=== The task ===
Both the line with "of the parked" and the line with "of the alloy" in the records below must appear in the output, along with every line between them, exactly and with nothing added.

=== Data for processing ===
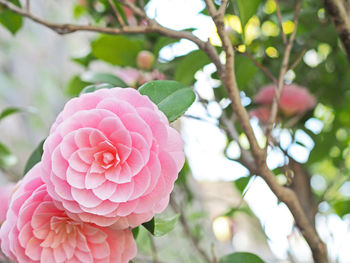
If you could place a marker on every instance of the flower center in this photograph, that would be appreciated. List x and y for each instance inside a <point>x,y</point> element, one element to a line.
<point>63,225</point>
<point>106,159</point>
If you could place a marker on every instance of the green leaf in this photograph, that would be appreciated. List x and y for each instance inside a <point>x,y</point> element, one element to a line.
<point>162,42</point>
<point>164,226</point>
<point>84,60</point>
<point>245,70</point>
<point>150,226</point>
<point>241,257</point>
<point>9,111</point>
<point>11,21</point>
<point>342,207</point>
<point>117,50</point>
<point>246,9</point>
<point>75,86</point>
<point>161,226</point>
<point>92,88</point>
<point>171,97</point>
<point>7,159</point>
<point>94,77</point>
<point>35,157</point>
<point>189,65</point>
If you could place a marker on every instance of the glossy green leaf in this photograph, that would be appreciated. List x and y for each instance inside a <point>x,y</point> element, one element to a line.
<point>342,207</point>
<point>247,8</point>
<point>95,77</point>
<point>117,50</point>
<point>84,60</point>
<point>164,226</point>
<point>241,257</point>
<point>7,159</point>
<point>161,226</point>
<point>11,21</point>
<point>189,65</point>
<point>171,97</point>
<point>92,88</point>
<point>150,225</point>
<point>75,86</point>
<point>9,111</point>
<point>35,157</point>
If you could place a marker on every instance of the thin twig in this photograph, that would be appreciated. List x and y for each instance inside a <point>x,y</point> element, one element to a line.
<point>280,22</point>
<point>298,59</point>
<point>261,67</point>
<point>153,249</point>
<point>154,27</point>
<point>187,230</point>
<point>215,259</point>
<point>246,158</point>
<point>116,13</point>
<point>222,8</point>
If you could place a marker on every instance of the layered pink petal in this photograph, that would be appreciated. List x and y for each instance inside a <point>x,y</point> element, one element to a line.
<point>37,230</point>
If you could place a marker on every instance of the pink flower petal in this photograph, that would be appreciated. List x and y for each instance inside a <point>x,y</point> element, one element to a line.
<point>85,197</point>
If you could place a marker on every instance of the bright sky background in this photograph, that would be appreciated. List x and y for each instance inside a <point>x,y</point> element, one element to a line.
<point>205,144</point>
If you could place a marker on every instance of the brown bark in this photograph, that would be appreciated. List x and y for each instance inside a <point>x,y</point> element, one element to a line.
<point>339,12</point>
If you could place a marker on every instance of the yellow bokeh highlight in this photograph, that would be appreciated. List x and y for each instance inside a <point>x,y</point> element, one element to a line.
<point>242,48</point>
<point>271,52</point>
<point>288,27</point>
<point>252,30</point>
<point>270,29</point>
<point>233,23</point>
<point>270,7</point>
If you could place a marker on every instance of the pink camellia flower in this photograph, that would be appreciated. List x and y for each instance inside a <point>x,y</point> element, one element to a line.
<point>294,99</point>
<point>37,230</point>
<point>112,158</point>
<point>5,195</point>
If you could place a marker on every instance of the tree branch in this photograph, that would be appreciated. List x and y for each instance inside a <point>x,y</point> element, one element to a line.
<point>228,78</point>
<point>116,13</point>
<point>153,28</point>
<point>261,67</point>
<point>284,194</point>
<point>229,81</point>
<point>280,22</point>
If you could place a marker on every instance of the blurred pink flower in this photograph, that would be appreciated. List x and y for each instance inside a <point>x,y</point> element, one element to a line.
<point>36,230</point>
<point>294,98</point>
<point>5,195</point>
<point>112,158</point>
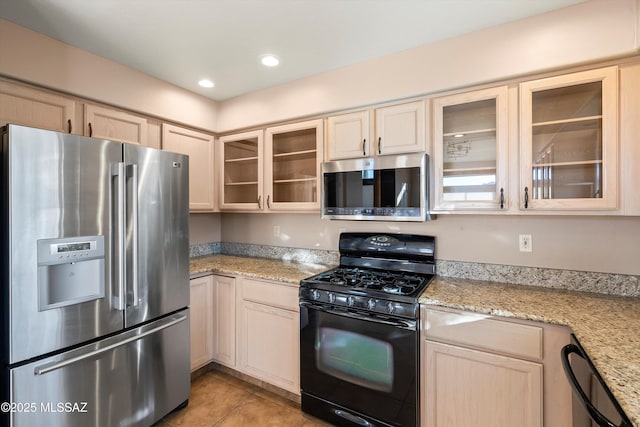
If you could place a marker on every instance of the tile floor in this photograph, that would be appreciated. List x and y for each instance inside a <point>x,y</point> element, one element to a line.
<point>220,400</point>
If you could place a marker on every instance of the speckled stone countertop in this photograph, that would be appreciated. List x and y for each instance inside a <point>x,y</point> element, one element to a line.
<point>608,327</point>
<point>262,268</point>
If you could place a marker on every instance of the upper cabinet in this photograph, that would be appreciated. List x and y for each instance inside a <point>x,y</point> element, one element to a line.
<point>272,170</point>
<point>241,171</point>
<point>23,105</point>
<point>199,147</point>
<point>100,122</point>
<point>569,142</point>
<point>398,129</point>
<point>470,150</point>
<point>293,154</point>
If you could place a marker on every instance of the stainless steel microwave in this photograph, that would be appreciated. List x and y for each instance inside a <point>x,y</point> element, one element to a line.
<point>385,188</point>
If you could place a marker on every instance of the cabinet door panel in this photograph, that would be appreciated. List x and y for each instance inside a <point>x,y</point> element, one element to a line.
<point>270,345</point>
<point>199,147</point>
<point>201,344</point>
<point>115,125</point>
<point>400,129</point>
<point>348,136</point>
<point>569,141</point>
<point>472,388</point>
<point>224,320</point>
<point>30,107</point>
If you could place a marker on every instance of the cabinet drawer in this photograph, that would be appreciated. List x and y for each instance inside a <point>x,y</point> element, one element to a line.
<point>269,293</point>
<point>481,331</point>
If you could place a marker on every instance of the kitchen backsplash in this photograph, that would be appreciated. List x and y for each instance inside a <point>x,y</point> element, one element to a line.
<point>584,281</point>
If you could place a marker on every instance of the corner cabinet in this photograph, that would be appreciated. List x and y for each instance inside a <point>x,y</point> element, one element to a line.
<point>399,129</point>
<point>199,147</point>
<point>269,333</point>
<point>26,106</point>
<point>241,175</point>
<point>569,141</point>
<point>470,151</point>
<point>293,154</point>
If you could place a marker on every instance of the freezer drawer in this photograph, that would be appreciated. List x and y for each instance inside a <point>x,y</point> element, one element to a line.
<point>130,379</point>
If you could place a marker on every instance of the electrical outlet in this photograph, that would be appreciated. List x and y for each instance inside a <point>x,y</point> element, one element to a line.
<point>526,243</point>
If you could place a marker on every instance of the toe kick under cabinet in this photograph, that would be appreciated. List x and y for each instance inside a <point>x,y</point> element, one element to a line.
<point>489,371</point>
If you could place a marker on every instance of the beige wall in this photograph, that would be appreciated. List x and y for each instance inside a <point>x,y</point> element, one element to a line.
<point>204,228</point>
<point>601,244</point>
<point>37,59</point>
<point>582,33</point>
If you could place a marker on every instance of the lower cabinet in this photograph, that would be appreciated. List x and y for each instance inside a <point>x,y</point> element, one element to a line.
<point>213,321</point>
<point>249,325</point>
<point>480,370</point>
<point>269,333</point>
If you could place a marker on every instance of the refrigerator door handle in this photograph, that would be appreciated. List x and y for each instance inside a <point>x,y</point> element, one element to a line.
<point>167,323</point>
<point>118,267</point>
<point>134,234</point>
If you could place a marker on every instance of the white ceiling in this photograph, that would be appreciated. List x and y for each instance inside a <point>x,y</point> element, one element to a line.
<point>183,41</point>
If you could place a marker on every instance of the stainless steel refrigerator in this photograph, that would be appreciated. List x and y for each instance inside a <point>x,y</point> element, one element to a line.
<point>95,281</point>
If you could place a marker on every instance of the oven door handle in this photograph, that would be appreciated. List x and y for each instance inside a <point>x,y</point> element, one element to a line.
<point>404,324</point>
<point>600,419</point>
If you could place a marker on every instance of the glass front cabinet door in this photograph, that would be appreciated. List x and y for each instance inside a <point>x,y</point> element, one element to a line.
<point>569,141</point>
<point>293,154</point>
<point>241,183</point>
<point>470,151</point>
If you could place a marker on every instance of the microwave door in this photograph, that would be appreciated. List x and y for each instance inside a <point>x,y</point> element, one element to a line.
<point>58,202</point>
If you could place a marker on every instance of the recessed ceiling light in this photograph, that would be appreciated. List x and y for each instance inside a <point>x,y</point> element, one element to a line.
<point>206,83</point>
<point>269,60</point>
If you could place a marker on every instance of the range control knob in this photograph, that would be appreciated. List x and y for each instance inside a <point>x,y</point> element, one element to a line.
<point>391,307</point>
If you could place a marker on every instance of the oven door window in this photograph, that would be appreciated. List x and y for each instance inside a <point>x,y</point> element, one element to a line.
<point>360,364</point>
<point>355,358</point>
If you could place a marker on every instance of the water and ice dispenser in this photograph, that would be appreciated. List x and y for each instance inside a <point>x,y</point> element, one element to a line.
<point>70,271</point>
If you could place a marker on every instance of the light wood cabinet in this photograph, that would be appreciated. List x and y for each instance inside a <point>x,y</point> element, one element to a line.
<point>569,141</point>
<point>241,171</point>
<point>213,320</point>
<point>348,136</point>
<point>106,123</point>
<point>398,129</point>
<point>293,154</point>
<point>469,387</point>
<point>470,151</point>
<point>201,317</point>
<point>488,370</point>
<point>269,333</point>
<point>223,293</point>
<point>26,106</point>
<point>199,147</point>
---
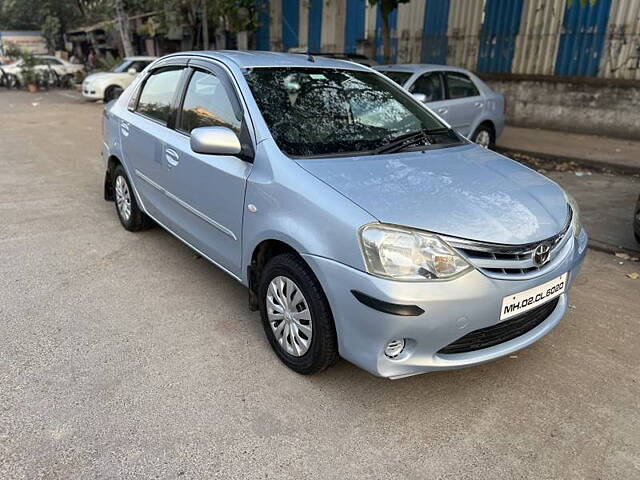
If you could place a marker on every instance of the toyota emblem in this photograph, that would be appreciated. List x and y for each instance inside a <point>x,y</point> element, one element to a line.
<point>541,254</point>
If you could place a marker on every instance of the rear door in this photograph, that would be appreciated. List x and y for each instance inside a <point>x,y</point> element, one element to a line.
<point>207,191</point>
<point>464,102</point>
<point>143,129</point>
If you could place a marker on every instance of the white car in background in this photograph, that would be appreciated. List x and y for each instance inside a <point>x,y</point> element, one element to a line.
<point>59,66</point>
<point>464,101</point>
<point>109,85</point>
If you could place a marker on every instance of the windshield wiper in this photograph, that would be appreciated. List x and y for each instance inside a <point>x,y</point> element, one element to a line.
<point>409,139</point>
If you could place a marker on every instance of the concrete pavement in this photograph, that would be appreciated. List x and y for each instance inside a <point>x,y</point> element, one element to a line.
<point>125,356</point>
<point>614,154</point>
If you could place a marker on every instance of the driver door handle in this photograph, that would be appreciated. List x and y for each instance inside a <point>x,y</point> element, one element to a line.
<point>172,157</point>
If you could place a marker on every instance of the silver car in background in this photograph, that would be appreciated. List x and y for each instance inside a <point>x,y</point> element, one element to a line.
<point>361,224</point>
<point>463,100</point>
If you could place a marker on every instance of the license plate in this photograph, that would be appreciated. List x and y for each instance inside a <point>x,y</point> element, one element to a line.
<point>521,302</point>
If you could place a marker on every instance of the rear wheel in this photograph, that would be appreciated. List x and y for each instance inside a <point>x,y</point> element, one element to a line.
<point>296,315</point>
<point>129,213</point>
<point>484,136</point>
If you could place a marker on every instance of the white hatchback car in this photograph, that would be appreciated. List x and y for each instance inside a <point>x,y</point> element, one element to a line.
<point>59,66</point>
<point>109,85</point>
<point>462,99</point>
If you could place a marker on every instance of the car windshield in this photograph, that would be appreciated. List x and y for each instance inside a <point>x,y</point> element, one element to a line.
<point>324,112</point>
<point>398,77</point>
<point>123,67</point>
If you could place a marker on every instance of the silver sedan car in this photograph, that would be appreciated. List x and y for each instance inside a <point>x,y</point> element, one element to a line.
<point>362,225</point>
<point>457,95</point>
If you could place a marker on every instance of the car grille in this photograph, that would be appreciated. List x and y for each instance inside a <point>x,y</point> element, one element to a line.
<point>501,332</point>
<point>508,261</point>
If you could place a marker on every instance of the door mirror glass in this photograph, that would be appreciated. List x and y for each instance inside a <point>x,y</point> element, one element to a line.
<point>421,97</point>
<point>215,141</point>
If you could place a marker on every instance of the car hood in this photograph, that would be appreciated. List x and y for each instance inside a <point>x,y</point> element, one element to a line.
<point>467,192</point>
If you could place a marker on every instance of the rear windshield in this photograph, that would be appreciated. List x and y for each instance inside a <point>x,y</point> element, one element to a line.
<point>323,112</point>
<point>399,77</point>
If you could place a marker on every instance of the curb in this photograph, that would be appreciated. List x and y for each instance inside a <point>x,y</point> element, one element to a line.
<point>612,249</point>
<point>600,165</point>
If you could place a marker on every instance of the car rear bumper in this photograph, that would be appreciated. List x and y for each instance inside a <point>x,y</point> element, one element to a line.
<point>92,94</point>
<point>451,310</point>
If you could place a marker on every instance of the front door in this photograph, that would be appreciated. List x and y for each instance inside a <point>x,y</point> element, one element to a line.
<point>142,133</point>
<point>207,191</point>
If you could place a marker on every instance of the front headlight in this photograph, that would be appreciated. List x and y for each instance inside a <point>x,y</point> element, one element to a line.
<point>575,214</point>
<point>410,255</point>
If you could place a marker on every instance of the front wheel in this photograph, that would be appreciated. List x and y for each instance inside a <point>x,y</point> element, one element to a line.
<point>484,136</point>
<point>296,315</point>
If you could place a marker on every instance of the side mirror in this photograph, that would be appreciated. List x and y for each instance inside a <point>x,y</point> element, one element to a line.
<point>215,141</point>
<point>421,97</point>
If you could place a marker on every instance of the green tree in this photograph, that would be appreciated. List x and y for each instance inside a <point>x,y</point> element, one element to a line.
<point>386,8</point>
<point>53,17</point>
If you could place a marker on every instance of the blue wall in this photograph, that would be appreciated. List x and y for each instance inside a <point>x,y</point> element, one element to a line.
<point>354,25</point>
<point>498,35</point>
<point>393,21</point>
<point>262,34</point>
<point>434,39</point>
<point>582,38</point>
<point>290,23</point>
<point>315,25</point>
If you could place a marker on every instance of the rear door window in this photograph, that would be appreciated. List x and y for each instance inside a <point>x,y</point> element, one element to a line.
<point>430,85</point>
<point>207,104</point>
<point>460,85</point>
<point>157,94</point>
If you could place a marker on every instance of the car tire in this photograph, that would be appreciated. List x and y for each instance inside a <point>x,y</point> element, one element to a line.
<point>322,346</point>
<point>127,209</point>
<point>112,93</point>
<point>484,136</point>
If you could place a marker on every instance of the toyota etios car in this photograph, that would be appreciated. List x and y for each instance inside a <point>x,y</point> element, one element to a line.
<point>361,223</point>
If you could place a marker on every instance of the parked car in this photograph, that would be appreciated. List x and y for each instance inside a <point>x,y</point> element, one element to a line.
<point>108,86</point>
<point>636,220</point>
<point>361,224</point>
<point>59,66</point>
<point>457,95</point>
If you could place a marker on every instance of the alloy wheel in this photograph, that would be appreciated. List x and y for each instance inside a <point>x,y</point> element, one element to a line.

=== Task output ===
If you could place a marker on every instance of the parked car in this photograph, that would be appreciated. List x and y for each instance inside a <point>x,y</point> element, one element to a line.
<point>108,86</point>
<point>636,220</point>
<point>361,224</point>
<point>59,66</point>
<point>457,95</point>
If you could place a marker on every instance of the alloy wheel in this photograph, that would be appreciated. List x and y for each instance inside a <point>x,y</point> element, one element to a line.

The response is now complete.